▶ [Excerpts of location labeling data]
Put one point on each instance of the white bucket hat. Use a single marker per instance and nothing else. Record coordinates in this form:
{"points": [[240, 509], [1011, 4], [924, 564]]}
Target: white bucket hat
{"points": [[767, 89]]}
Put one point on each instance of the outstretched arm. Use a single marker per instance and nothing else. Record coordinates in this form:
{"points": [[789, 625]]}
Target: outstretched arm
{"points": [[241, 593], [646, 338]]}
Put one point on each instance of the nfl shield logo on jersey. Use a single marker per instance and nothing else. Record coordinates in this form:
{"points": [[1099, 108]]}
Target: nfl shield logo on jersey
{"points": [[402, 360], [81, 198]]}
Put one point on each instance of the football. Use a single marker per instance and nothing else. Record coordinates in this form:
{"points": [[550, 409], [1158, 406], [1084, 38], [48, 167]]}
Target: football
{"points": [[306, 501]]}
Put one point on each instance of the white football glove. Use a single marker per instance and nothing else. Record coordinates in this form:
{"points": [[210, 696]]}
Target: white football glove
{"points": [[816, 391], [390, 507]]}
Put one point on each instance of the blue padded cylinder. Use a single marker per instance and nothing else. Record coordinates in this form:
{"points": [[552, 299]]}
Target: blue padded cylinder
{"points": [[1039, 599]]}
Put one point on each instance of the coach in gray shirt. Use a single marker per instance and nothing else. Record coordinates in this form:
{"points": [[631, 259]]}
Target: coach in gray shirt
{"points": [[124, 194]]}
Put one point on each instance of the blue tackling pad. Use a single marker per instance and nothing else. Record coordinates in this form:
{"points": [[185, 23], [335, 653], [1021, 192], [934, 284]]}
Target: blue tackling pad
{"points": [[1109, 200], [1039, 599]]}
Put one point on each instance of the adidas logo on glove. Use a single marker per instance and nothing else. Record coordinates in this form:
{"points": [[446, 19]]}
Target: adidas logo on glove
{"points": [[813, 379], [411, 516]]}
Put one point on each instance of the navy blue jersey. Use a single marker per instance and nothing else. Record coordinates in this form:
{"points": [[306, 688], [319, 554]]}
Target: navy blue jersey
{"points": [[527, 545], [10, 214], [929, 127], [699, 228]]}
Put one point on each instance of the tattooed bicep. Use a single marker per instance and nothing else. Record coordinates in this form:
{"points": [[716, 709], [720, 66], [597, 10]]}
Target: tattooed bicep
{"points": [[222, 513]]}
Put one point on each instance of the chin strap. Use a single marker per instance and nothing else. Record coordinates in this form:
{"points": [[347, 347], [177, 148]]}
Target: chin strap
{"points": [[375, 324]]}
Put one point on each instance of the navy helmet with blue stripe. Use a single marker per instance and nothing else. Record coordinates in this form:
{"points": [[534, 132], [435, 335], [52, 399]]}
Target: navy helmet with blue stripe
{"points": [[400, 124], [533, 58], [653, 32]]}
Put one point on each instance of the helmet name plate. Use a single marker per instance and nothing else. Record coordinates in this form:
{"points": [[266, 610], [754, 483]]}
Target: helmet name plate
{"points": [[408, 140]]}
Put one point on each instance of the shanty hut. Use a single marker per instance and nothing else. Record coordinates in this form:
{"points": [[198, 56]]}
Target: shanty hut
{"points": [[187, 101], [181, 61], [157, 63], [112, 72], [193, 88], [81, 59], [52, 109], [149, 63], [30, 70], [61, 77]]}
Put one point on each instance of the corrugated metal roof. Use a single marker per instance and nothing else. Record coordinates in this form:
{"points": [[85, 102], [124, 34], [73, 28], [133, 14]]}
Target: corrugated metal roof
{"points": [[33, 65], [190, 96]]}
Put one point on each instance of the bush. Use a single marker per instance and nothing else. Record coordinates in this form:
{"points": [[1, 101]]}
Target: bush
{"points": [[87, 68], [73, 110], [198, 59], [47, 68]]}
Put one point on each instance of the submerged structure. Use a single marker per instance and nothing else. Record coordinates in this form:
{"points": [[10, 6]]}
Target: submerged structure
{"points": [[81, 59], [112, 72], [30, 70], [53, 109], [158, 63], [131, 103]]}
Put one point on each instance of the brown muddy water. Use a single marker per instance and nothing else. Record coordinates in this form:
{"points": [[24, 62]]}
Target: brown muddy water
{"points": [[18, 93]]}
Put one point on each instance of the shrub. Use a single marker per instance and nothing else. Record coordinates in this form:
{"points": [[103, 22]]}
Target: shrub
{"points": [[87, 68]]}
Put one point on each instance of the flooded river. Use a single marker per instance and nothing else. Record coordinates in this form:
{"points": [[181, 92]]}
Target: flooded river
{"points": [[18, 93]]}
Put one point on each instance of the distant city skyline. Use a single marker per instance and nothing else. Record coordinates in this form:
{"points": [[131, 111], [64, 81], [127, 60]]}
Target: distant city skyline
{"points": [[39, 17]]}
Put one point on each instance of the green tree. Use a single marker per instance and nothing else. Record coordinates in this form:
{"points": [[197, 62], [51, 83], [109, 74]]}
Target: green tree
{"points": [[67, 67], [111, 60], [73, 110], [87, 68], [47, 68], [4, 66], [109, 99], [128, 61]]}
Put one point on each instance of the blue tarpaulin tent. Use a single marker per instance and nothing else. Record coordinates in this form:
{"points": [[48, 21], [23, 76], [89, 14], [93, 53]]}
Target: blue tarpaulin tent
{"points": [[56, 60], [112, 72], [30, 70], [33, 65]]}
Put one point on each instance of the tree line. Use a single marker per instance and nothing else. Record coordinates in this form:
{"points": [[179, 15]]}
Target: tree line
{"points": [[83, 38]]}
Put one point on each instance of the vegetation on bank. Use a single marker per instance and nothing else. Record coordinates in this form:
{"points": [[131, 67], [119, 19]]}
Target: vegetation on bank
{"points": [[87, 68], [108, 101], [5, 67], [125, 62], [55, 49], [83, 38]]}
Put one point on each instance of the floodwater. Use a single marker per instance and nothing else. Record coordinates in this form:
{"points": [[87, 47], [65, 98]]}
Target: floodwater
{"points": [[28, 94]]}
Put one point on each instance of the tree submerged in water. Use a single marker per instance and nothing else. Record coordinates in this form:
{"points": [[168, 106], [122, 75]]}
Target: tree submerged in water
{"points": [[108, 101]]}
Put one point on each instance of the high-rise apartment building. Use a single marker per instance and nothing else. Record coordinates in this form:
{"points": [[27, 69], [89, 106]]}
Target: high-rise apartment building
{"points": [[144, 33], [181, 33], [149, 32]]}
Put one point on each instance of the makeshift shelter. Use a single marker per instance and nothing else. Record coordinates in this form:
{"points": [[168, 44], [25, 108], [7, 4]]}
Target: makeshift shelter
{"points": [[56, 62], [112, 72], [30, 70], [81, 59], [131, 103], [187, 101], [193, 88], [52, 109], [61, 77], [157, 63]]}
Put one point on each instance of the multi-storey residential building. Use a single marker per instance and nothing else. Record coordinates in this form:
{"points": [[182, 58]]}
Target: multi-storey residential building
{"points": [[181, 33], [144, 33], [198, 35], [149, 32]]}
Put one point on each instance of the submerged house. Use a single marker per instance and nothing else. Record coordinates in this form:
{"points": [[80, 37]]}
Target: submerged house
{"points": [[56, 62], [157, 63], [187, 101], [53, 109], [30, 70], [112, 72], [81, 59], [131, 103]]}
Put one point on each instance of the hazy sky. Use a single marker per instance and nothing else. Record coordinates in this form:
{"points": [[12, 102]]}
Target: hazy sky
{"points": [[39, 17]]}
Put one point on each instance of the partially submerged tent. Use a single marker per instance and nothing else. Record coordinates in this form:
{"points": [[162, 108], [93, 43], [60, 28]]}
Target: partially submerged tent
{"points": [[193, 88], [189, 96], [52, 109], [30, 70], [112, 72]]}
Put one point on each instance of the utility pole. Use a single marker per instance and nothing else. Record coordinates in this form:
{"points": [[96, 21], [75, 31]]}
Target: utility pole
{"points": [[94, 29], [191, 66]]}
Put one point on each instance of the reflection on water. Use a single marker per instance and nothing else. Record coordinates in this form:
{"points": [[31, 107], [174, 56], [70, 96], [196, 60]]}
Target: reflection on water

▶ [TASK TO CARRY OUT] All lines from the one that contains "Put one point on each instance of the makeshift" through the end of the material are to be quoted exactly, with both ends included.

▶ [SOLUTION TO THIS TASK]
Put one point on each instance of the makeshift shelter. Use a single marker per instance and nothing else. Record coordinates in this form:
{"points": [[168, 44], [25, 108], [7, 4]]}
Target: makeshift shelter
{"points": [[56, 62], [112, 72], [30, 70], [81, 59], [131, 103], [187, 101], [193, 88], [52, 109], [61, 77], [157, 63]]}
Put one point on each instance of the multi-storey residential building. Use a single marker per instance and nothing else. Record coordinates in this form:
{"points": [[182, 58]]}
Target: multi-storey residential building
{"points": [[181, 33], [144, 33], [198, 35], [149, 32]]}
Put one point on each instance of the submerged house. Use a single marker per instance and nothing else. Record coordinates in this form:
{"points": [[80, 37]]}
Target: submerged house
{"points": [[56, 62], [157, 63], [187, 101], [53, 109], [30, 70], [112, 72], [81, 59], [131, 103]]}
Put one point on each instance of the hazy sky. Use a single marker per instance and nothing else. Record coordinates in this form:
{"points": [[12, 102]]}
Target: hazy sky
{"points": [[39, 17]]}
Put one point on each instance of the partially submerged tent. Use a single marker per instance and nothing else. Record coordinates in this form:
{"points": [[162, 108], [93, 43], [60, 28]]}
Target: partially submerged tent
{"points": [[193, 88], [189, 96], [52, 109], [30, 70], [112, 72]]}
Put one point on each instance of the utility pole. Use a single marker per instance and nothing else. Record coordinates in this form:
{"points": [[96, 21], [75, 31]]}
Target: utility pole
{"points": [[94, 29], [191, 66]]}
Put one point on each instance of the reflection on water. Use a single marker per instance and nothing else. Record coordinates in this form:
{"points": [[31, 107], [174, 56], [70, 96], [196, 60]]}
Target: reflection on water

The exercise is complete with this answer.